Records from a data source
────────────────

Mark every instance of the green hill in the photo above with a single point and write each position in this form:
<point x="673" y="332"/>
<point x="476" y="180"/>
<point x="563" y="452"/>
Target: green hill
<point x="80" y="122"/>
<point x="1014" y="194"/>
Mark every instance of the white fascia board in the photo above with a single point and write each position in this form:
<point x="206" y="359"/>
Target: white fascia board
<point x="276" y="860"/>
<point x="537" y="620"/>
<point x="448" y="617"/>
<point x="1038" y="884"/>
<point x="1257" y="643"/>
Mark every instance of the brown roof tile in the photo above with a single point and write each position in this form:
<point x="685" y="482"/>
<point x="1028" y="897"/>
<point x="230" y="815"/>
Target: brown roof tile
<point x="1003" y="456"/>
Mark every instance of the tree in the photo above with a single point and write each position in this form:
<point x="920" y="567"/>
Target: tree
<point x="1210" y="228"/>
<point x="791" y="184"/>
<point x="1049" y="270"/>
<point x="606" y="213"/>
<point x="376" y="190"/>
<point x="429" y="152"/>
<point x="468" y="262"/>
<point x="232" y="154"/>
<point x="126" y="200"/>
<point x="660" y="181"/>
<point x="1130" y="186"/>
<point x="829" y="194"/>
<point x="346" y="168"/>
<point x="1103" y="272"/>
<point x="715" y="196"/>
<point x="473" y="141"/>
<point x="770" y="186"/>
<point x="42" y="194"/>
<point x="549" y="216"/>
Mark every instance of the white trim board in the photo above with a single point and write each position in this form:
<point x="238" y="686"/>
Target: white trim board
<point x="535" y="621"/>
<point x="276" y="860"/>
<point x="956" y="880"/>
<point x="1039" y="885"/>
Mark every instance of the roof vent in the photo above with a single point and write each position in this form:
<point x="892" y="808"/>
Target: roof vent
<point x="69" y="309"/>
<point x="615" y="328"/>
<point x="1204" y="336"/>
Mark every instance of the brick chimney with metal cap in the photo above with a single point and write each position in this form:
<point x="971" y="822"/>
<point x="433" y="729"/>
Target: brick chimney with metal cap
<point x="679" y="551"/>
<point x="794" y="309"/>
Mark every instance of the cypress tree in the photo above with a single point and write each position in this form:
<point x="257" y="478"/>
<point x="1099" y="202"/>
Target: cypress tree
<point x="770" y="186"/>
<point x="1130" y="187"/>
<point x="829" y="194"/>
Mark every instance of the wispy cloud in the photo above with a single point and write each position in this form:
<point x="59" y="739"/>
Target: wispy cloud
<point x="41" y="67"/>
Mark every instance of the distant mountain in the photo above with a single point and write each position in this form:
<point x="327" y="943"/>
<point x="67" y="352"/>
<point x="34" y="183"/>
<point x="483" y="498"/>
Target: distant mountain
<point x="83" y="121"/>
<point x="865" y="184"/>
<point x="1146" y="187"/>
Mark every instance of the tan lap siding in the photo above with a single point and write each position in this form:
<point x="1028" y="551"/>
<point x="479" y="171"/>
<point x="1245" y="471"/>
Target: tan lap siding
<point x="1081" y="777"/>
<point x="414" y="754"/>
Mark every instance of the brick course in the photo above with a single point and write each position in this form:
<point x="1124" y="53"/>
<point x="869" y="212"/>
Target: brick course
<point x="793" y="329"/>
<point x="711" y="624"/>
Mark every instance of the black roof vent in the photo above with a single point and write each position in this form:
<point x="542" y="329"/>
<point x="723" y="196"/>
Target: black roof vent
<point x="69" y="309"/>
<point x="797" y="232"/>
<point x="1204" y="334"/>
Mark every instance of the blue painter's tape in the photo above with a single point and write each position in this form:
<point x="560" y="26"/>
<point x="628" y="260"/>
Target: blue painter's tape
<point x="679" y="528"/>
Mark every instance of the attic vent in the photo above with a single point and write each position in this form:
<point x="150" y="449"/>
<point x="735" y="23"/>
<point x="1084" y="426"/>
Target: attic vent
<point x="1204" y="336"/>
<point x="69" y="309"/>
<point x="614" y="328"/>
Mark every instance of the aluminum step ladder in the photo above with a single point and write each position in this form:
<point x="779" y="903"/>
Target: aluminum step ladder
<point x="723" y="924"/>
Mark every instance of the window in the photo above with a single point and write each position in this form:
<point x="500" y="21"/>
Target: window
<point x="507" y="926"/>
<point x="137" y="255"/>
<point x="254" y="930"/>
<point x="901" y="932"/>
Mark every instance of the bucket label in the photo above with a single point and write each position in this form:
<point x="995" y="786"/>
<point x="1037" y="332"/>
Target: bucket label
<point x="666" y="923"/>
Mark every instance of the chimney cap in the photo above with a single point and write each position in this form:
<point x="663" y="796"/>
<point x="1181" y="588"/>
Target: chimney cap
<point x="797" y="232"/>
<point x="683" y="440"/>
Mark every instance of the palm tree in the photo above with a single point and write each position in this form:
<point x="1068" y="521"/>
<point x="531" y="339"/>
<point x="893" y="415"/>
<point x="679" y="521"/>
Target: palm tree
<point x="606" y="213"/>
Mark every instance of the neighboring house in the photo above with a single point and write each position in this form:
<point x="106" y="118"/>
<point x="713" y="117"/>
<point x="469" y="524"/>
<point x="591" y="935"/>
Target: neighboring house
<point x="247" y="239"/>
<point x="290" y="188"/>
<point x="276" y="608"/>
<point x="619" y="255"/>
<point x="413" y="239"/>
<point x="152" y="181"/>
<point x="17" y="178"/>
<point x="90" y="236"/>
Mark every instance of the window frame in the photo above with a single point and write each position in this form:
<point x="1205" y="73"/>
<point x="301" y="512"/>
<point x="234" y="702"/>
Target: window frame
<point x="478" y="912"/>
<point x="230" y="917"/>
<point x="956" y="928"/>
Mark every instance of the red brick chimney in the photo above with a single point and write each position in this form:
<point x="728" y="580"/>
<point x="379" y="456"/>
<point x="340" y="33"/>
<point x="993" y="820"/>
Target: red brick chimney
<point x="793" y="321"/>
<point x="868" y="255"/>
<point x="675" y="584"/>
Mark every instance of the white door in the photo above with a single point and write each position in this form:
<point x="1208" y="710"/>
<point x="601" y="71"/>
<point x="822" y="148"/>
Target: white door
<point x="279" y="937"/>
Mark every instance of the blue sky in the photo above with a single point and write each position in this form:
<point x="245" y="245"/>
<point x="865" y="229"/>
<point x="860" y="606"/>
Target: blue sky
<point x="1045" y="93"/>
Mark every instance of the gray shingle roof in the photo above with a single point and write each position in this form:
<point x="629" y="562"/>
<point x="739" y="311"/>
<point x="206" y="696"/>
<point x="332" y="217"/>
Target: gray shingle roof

────────────────

REQUIRED WORK
Rewrite the material above, replacing "single point" with "single dot" everywhere it occurs and leaving everything else unchanged.

OUTPUT FOR THIS EXERCISE
Mark every instance of the green hill in the photo above with a single dot and write each position in this form:
<point x="673" y="332"/>
<point x="476" y="180"/>
<point x="563" y="452"/>
Target: green hill
<point x="80" y="122"/>
<point x="1014" y="194"/>
Mark every instance of the white fascia board in the photo above with a single dot and write each position in this form:
<point x="206" y="359"/>
Target: white fascia board
<point x="276" y="860"/>
<point x="537" y="620"/>
<point x="448" y="617"/>
<point x="1038" y="884"/>
<point x="1257" y="643"/>
Mark every instance of the brown roof tile in the photo above with a single dot and write each position in this form:
<point x="685" y="482"/>
<point x="1028" y="897"/>
<point x="230" y="815"/>
Target: brown roof tile
<point x="1003" y="456"/>
Mark every instance of the tree in the photo above with a single dot and write each position in this form:
<point x="920" y="567"/>
Target: tree
<point x="1210" y="228"/>
<point x="791" y="184"/>
<point x="1049" y="270"/>
<point x="606" y="213"/>
<point x="376" y="190"/>
<point x="429" y="152"/>
<point x="468" y="262"/>
<point x="232" y="154"/>
<point x="126" y="200"/>
<point x="660" y="181"/>
<point x="1130" y="186"/>
<point x="829" y="194"/>
<point x="346" y="168"/>
<point x="1103" y="272"/>
<point x="715" y="196"/>
<point x="473" y="141"/>
<point x="770" y="186"/>
<point x="42" y="194"/>
<point x="549" y="216"/>
Mark every instance of the white trim board in the photo above with a single dot and write each position in this form:
<point x="238" y="686"/>
Target: white trim board
<point x="535" y="621"/>
<point x="276" y="860"/>
<point x="956" y="880"/>
<point x="1039" y="885"/>
Mark every instance of the roof vent in the photo above with a single dot and write each position in this form:
<point x="892" y="808"/>
Target: roof vent
<point x="69" y="309"/>
<point x="615" y="328"/>
<point x="1204" y="336"/>
Mark every instance of the brick chimney with metal cap in the photo above with a single dot and write each position in this form:
<point x="971" y="822"/>
<point x="433" y="729"/>
Target: brick chimney with metal cap
<point x="679" y="551"/>
<point x="794" y="309"/>
Mark every instance of the cypress tree in the photo above with a single dot and write each position in this form:
<point x="257" y="478"/>
<point x="1099" y="202"/>
Target: cypress tree
<point x="770" y="186"/>
<point x="1130" y="187"/>
<point x="829" y="194"/>
Mark every instance of the wispy cloud in the photo above with a single dot and write each position in this form:
<point x="59" y="739"/>
Target: wispy cloud
<point x="41" y="67"/>
Mark every instance of the distant mountain in the photo above with a single dot and write each position in this form:
<point x="327" y="943"/>
<point x="67" y="352"/>
<point x="34" y="183"/>
<point x="483" y="498"/>
Target: distant mountain
<point x="83" y="121"/>
<point x="865" y="184"/>
<point x="1146" y="187"/>
Mark every instance of the tan lap siding in the photo above with a single dot and write each position in this form:
<point x="1028" y="551"/>
<point x="479" y="171"/>
<point x="1245" y="471"/>
Target: tan lap siding
<point x="1081" y="777"/>
<point x="414" y="754"/>
Mark every instance of the brick course in the photo above with a single dot and write each position in this form:
<point x="1124" y="53"/>
<point x="869" y="212"/>
Target: brick course
<point x="793" y="329"/>
<point x="711" y="624"/>
Mark every instance of the black roof vent in the photo above with a single dot and write each position in this form:
<point x="542" y="329"/>
<point x="723" y="196"/>
Target: black roof vent
<point x="69" y="309"/>
<point x="797" y="232"/>
<point x="1204" y="334"/>
Mark every instance of the blue painter's tape in the photo above with a single dot and write each position in this form:
<point x="560" y="26"/>
<point x="628" y="260"/>
Target: blue painter's tape
<point x="679" y="528"/>
Mark every instance of the attic vent in the photo above with a single dot and write each position in this form:
<point x="150" y="449"/>
<point x="735" y="23"/>
<point x="1084" y="426"/>
Target: attic vent
<point x="1204" y="336"/>
<point x="69" y="309"/>
<point x="614" y="328"/>
Mark every instance of the aluminum step ladder in the photo above with a single dot and write each position in this form:
<point x="779" y="903"/>
Target: aluminum step ladder
<point x="723" y="924"/>
Mark every instance of the window in the photo above with a single dot and write each position in this form:
<point x="500" y="21"/>
Target: window
<point x="507" y="926"/>
<point x="137" y="255"/>
<point x="254" y="930"/>
<point x="901" y="932"/>
Mark every instance of the bucket label in the photo above with a single dot and write each position in this form:
<point x="995" y="786"/>
<point x="1037" y="332"/>
Target: bucket label
<point x="666" y="923"/>
Mark every instance of the chimney cap in the photo above with a single dot and write each position in this form:
<point x="663" y="796"/>
<point x="1181" y="588"/>
Target: chimney cap
<point x="797" y="232"/>
<point x="683" y="440"/>
Mark every instance of the palm tree in the photo above with a single dot and write each position in this form:
<point x="1068" y="521"/>
<point x="531" y="339"/>
<point x="893" y="415"/>
<point x="679" y="521"/>
Target: palm tree
<point x="606" y="213"/>
Mark every instance of the neighboring house in the photo above with a single dot and write each position in this form:
<point x="106" y="118"/>
<point x="713" y="117"/>
<point x="469" y="524"/>
<point x="591" y="935"/>
Target: neighboring house
<point x="247" y="239"/>
<point x="290" y="188"/>
<point x="276" y="608"/>
<point x="619" y="255"/>
<point x="413" y="239"/>
<point x="152" y="181"/>
<point x="17" y="178"/>
<point x="90" y="236"/>
Mark every instance of the window frame in the photo above with a single dot and write each position in this form:
<point x="1205" y="73"/>
<point x="301" y="512"/>
<point x="234" y="702"/>
Target: window frame
<point x="478" y="912"/>
<point x="230" y="917"/>
<point x="956" y="928"/>
Mark every instance of the red brick chimney in the photo above with a single dot and write each position in this form:
<point x="728" y="580"/>
<point x="379" y="456"/>
<point x="340" y="33"/>
<point x="993" y="820"/>
Target: red brick chimney
<point x="793" y="321"/>
<point x="868" y="255"/>
<point x="675" y="584"/>
Mark every instance of the white door in the photo above with a single dot and write each position in this form:
<point x="1208" y="710"/>
<point x="601" y="71"/>
<point x="822" y="148"/>
Target: white door
<point x="279" y="937"/>
Mark every instance of the blue sky in the photo above with a single dot and write each position in this form:
<point x="245" y="245"/>
<point x="865" y="229"/>
<point x="860" y="606"/>
Target: blue sky
<point x="1045" y="93"/>
Mark every instance of the gray shingle roof in the photo above with a single dot and write each position in this form:
<point x="629" y="562"/>
<point x="739" y="311"/>
<point x="206" y="696"/>
<point x="332" y="217"/>
Target: gray shingle roof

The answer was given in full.